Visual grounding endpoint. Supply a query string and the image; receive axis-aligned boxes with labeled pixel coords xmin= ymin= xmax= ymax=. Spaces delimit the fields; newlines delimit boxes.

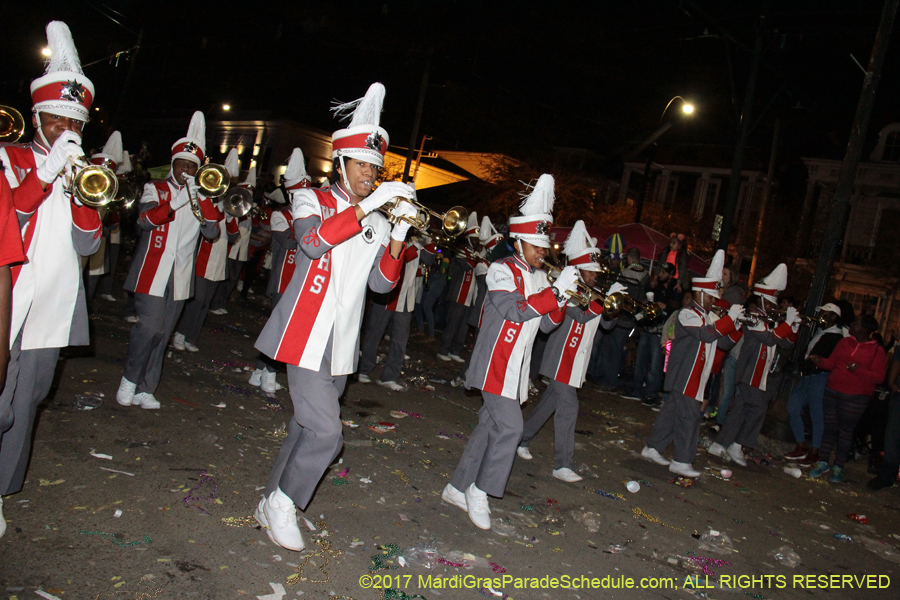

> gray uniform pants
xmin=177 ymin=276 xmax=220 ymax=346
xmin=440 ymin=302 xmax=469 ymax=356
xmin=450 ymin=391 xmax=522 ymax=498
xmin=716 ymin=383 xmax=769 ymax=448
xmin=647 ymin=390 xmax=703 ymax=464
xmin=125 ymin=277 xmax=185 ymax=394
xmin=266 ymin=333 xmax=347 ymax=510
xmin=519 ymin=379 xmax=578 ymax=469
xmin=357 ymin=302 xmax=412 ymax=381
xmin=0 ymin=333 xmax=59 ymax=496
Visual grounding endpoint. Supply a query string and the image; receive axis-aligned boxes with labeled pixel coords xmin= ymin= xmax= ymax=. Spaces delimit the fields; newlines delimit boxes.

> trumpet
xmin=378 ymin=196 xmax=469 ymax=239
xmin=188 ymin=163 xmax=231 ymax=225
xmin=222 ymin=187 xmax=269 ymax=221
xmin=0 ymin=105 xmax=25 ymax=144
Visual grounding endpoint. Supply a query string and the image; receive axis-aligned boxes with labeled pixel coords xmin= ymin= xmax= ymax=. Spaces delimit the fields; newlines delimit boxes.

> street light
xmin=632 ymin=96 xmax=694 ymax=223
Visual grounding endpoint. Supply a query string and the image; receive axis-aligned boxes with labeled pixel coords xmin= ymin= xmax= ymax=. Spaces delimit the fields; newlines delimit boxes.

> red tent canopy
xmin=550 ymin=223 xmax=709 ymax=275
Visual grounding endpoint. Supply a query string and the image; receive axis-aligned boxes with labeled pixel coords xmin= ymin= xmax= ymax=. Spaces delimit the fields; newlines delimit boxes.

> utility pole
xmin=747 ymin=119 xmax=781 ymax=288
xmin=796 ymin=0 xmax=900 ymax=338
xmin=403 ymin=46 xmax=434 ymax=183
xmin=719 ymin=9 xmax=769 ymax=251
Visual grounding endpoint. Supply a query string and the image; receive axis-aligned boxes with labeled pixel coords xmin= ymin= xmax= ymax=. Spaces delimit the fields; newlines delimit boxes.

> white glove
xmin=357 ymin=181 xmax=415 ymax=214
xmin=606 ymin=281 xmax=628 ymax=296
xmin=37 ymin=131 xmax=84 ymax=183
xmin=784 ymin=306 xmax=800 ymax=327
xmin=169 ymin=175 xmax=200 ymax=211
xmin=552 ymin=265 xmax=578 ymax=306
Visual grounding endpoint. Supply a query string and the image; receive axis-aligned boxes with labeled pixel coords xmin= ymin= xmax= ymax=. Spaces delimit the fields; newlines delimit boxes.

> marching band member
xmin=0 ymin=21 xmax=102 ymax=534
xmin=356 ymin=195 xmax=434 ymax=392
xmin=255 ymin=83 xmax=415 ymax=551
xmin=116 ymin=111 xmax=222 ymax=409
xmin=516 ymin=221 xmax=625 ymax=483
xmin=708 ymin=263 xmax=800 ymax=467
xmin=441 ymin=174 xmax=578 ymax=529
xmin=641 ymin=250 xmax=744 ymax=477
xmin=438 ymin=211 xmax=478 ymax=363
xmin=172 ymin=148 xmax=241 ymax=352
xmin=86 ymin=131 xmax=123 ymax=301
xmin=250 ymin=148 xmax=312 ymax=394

...

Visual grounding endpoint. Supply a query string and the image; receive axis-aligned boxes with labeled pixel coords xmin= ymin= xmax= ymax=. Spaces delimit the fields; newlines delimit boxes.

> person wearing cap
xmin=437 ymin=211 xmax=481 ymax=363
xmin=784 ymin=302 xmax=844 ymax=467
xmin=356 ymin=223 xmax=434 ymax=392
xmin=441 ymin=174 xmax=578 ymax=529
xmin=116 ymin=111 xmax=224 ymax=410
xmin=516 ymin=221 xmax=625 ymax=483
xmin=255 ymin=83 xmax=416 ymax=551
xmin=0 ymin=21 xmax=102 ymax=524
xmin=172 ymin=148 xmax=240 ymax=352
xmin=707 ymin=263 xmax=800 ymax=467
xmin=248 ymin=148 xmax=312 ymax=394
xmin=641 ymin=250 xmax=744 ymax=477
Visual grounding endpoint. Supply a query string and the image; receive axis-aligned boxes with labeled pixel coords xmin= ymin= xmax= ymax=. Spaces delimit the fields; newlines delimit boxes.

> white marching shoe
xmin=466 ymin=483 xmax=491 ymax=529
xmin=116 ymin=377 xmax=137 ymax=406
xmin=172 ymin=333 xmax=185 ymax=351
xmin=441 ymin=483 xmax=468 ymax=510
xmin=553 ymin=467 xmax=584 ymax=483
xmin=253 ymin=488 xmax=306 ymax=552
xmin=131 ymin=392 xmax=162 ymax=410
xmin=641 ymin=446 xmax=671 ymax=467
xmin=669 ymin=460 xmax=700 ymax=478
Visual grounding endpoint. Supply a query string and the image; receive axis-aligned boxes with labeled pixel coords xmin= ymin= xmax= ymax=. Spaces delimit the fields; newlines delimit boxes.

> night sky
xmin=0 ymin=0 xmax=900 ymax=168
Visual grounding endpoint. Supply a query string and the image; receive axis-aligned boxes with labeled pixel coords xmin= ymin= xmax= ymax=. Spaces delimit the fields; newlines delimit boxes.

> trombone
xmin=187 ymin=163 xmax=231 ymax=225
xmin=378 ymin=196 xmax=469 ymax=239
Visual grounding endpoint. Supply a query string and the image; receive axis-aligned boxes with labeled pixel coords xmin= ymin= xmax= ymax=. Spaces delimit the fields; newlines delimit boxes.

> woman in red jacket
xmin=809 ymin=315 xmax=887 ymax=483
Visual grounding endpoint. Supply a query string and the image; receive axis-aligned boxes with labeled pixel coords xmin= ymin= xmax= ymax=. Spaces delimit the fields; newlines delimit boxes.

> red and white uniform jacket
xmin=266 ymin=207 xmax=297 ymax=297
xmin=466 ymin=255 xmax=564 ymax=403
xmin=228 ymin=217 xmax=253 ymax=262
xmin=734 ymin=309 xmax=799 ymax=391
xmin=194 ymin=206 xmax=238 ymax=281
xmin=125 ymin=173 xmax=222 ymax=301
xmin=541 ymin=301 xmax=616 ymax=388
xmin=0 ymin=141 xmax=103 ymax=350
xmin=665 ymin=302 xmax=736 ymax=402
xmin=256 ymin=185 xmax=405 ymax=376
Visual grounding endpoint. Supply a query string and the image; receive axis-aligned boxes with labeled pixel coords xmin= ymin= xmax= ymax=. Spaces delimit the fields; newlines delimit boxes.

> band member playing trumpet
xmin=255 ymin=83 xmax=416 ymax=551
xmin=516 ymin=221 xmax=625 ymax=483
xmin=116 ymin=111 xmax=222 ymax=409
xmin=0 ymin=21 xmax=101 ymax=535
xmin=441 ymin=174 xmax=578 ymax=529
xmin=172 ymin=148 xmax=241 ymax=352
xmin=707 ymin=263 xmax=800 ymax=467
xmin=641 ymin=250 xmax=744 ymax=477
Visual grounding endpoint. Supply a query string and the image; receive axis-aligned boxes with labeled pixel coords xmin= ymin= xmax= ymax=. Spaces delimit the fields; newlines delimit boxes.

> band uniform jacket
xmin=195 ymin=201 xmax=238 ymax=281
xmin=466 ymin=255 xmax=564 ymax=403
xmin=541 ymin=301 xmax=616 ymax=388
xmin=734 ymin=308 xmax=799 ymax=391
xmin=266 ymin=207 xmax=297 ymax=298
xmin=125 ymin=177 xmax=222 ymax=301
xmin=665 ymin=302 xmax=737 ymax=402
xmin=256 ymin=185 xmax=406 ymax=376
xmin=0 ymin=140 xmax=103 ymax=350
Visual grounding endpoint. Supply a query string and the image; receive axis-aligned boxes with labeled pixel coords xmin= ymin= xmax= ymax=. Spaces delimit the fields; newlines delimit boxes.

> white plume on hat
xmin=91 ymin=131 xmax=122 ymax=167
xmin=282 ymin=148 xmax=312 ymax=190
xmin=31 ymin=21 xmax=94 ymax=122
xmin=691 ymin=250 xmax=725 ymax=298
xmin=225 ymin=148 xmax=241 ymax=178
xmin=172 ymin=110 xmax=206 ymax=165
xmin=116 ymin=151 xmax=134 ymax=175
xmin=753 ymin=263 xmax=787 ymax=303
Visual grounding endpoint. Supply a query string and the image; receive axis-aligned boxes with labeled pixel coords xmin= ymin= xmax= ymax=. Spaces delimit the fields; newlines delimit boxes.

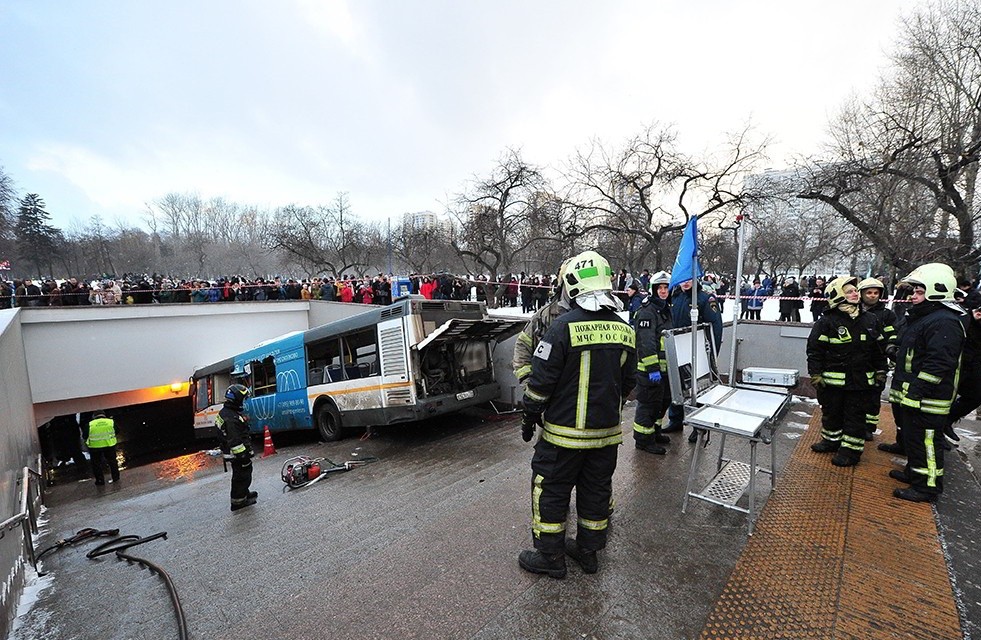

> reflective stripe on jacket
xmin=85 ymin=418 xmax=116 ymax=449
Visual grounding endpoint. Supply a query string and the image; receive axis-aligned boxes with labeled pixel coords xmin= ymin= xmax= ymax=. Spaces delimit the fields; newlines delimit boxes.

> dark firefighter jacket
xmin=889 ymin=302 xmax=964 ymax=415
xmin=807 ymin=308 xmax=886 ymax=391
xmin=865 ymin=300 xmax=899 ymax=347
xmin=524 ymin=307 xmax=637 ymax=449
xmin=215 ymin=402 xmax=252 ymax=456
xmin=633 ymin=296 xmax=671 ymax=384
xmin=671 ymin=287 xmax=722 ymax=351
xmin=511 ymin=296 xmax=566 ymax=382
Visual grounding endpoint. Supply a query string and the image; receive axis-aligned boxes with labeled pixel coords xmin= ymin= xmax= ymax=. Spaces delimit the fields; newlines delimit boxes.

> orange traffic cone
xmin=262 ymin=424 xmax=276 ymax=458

▶ [WRITTEN REQUEST]:
Report each line above that contains the word "uniform", copying every such line in full.

▶ [REPLY]:
> gray uniform pants
> red and white uniform jacket
> band uniform jacket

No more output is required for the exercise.